**Material for the task:**
== Segment start ==

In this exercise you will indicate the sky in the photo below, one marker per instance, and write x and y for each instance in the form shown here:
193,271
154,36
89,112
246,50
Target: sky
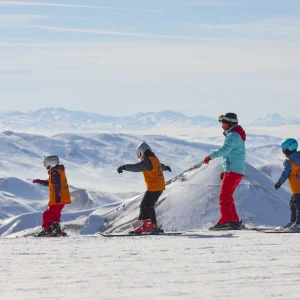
199,57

== Segment end ==

**Exercise aim:** Pictures in the listing above must be skipped; everything else should be copied exactly.

**Answer section:**
In this exercise you will indicate the sky in the photo below, one marker per instance, and write x and y for each instance in the form shown here:
193,271
154,36
89,112
246,50
Target: sky
199,57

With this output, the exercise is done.